### Study questions:
• 1. Reproduce from the passage on marriage everything from "This pretty much" down to "of civil union.".
• 2. In the passage on marriage, what form does the writer say is best for codifying gay couples' legal access to the privileges of marriage?
• 3. For each statement, say whether it agrees with the passage on marriage, and quote the words that decide it. (a) The writer says a dog has five legs if its tail is called a leg. (b) The writer calls heritability one of the bedrocks of functioning society. (c) The writer says society cares more about genes than about stability.

### Document section:
★ ★ ★ ★ ★

It's an old question. The answer is four. It doesn't matter if I call a dog's tail a leg. It's still a tail.
This pretty much sums up my attitude toward "gay marriage." Some will call it "marriage" but it's not.
I do think that gay couples should have some legal access to the privileges appertaining to marriage but those are best codified in some form of civil union.
The legal aspects of marriage are what society has evolved to deal with the basically religious institution of "holy matrimony." Society (broadly and vaguely defined) has a real interest in confirming the basic unit of household and procreation as it has been through history. There is the presumption of parentage for example. A poor example for the consideration of gay marriage per se but rather crucial in the world of humans where children fathered by an interloping male have been produced since the memory of man runneth not to the contrary. Society is well served when there is a male in place to whom fatherhood can be ascribed. It makes succession easier (and heritability is one of the bedrocks of functioning society). It may make a lie of a family tree in a genetic sense but society is less concerned with the genes and more concerned with stability.

★ ★ ★ ★ ★

### Dataset records:
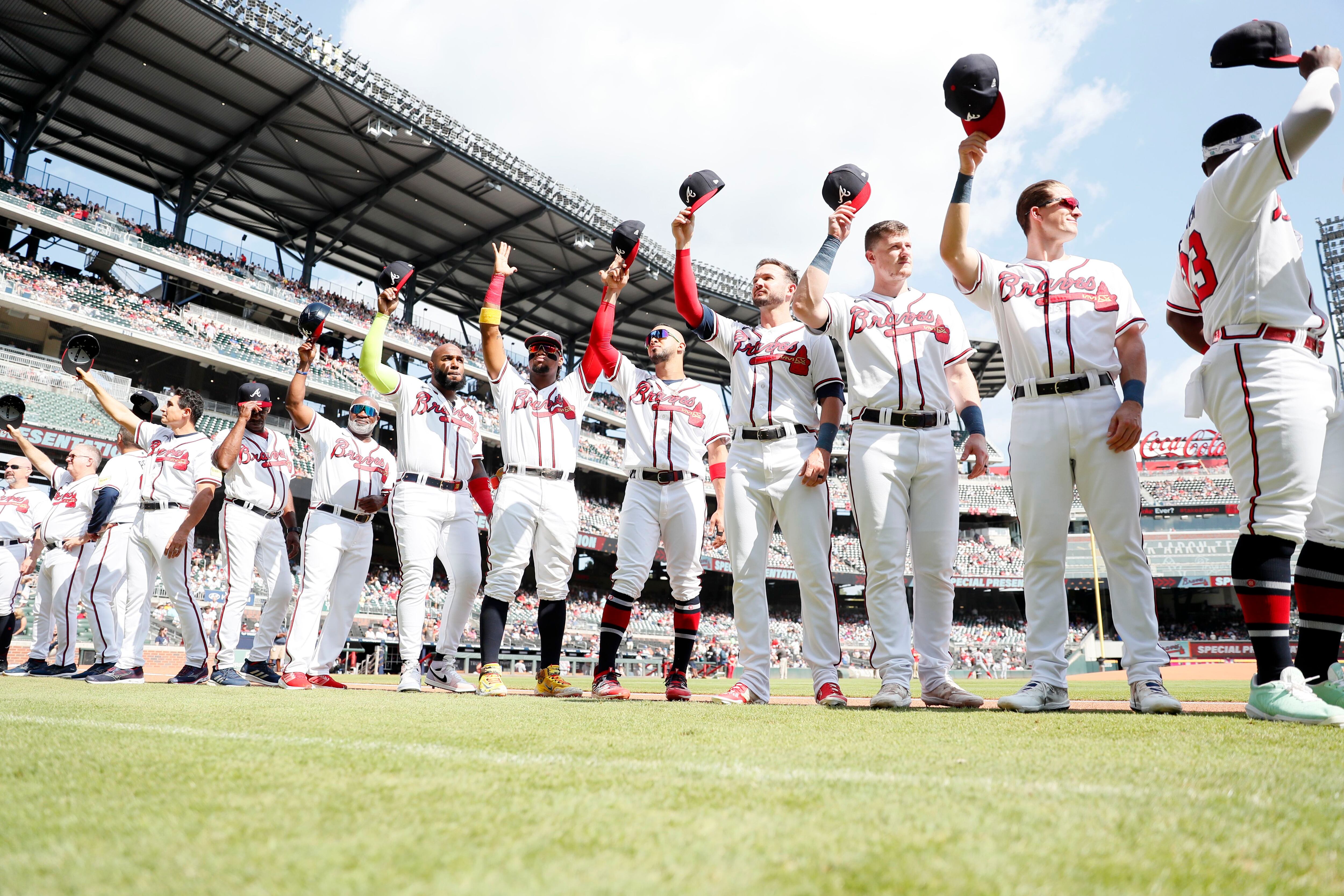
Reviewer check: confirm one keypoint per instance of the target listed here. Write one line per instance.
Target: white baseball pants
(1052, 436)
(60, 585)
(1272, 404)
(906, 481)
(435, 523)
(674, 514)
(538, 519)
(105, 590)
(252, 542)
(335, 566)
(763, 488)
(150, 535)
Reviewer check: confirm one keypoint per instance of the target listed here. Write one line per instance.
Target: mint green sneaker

★ ★ ★ ★ ★

### Solutions per task:
• 1.
This pretty much sums up my attitude toward "gay marriage." Some will call it "marriage" but it's not.
I do think that gay couples should have some legal access to the privileges appertaining to marriage but those are best codified in some form of civil union.

• 2. Some form of civil union.

• 3.
(a) No: "The answer is four."
(b) Yes: "heritability is one of the bedrocks of functioning society"
(c) No: "society is less concerned with the genes and more concerned with stability"